─── SOURCE EXCERPT ───

As part of Turkey's objective to play a neutral role in the region, the country tries to be on speaking terms with both Israel and Hamas. From time to time, Israel has suggested Turkey to support Hamas, while in other cases it has opposed the support.

Under the conservative leader Recep Tayyip Erdoğan, Turkey has become a stalwart supporter of the Palestinian militant group Hamas, which rules the Gaza Strip.

Unlike Israel, Turkey has never listed Hamas as a terrorist organisation. In 2010, Prime Minister Recep Tayyip Erdoğan described Hamas as "resistance fighters who are struggling to defend their land". Israel later said that in the same way it condemned the PKK and listed it as a terrorist organization, it expected Turkey to do the same for Hamas. Turkey hosts senior Hamas officials, including Saleh al-Arouri. Hamas head Ismail Haniyeh and former chief Khaled Mashal visit Turkey often.

According to Israel's Shin Bet, Hamas has established a command post in Turkey which it uses to recruit operatives and oversee operations in the Middle East. Hamas' Turkey branch reportedly takes decisions without taking into account the movement as a whole and without involving the Hamas leadership. Hamas has reportedly planned attacks against Israel from Turkey, including the abduction and killing of three Israeli teenagers in 2014. In 2020 Israeli diplomats charged Turkey with furnishing passports and identity cards to Hamas members in Istanbul.

─── DATA PROVIDED ───

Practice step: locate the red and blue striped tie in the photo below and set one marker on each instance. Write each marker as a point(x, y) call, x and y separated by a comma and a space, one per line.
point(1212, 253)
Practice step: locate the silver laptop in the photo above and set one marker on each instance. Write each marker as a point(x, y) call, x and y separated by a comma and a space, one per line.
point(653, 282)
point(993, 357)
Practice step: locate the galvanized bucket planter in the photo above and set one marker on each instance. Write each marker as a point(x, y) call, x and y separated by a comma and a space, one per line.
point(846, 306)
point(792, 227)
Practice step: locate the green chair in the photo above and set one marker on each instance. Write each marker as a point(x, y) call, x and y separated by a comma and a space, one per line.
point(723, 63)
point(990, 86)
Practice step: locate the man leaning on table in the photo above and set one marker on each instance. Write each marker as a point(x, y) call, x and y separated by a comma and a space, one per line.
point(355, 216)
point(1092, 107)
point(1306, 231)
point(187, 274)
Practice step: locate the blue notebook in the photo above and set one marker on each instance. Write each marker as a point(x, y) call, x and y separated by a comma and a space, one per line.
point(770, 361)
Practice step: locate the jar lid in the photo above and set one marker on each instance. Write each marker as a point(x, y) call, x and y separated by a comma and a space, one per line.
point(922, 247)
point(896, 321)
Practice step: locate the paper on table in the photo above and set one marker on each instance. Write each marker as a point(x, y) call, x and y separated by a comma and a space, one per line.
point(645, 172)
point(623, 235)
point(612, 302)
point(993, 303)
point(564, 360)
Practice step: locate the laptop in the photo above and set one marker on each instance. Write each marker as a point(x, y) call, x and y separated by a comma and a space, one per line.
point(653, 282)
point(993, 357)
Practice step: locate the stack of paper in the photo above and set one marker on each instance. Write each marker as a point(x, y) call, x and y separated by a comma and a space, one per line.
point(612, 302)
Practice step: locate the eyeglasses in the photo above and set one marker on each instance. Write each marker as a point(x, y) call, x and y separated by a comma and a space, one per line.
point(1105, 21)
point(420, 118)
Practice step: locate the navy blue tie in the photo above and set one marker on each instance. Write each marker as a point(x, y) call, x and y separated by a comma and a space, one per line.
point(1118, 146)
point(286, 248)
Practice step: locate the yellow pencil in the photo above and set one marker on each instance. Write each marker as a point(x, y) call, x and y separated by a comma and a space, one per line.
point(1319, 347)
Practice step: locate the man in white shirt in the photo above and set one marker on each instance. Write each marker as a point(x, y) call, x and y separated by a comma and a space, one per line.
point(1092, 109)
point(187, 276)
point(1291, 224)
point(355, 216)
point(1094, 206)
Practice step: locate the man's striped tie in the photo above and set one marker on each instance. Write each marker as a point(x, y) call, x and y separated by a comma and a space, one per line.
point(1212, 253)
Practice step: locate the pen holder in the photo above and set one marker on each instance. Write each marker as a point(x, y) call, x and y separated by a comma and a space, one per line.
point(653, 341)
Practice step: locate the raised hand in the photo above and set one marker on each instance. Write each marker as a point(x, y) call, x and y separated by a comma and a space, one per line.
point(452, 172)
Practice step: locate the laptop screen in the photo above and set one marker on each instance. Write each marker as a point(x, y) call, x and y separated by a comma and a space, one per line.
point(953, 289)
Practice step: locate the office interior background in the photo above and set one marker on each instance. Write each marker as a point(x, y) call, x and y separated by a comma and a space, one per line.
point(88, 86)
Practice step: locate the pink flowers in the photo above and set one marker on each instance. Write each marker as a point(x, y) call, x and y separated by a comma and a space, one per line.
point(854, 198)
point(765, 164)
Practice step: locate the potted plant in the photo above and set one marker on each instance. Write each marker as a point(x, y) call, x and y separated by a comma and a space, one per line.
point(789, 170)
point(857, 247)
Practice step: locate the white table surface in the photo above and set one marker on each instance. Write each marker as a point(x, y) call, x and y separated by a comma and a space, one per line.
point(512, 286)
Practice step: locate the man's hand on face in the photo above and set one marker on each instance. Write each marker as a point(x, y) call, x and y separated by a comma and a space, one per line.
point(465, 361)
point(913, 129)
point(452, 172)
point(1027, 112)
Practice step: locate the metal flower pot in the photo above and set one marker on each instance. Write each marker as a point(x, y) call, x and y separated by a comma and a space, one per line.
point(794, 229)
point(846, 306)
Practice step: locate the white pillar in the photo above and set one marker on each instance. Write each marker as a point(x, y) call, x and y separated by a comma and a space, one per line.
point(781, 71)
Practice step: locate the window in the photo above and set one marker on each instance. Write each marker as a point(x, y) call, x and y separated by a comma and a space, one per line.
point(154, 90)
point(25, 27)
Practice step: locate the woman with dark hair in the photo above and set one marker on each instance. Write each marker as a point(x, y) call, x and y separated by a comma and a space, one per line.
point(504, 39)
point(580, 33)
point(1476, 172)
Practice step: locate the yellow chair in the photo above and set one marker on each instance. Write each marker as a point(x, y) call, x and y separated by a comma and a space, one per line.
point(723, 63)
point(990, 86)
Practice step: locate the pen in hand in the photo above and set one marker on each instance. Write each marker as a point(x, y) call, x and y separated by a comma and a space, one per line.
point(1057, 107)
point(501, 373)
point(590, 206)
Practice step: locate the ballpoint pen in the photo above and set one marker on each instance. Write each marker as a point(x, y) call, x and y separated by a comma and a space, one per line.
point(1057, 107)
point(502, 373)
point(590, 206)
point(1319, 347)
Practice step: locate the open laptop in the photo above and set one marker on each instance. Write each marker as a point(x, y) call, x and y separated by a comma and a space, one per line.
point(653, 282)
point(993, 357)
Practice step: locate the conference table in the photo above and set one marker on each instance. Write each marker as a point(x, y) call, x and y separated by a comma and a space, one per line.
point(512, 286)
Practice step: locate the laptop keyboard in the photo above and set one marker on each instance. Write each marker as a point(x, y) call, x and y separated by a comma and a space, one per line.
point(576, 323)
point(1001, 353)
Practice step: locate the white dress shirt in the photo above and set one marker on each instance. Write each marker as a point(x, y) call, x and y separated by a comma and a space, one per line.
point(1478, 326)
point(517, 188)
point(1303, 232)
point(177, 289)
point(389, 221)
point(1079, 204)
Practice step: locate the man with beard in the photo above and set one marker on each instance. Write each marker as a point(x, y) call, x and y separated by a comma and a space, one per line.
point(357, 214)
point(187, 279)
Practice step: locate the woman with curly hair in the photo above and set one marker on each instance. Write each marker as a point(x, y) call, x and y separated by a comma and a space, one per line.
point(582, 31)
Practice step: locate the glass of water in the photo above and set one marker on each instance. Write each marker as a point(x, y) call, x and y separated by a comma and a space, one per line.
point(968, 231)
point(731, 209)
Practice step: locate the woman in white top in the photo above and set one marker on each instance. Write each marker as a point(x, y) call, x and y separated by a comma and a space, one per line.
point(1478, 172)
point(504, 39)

───

## YOUR OBJECTIVE:
Copy out the passage on Turkey's relations with Hamas word for word, from its first sentence through its last.

## RESPONSE:
As part of Turkey's objective to play a neutral role in the region, the country tries to be on speaking terms with both Israel and Hamas. From time to time, Israel has suggested Turkey to support Hamas, while in other cases it has opposed the support.

Under the conservative leader Recep Tayyip Erdoğan, Turkey has become a stalwart supporter of the Palestinian militant group Hamas, which rules the Gaza Strip.

Unlike Israel, Turkey has never listed Hamas as a terrorist organisation. In 2010, Prime Minister Recep Tayyip Erdoğan described Hamas as "resistance fighters who are struggling to defend their land". Israel later said that in the same way it condemned the PKK and listed it as a terrorist organization, it expected Turkey to do the same for Hamas. Turkey hosts senior Hamas officials, including Saleh al-Arouri. Hamas head Ismail Haniyeh and former chief Khaled Mashal visit Turkey often.

According to Israel's Shin Bet, Hamas has established a command post in Turkey which it uses to recruit operatives and oversee operations in the Middle East. Hamas' Turkey branch reportedly takes decisions without taking into account the movement as a whole and without involving the Hamas leadership. Hamas has reportedly planned attacks against Israel from Turkey, including the abduction and killing of three Israeli teenagers in 2014. In 2020 Israeli diplomats charged Turkey with furnishing passports and identity cards to Hamas members in Istanbul.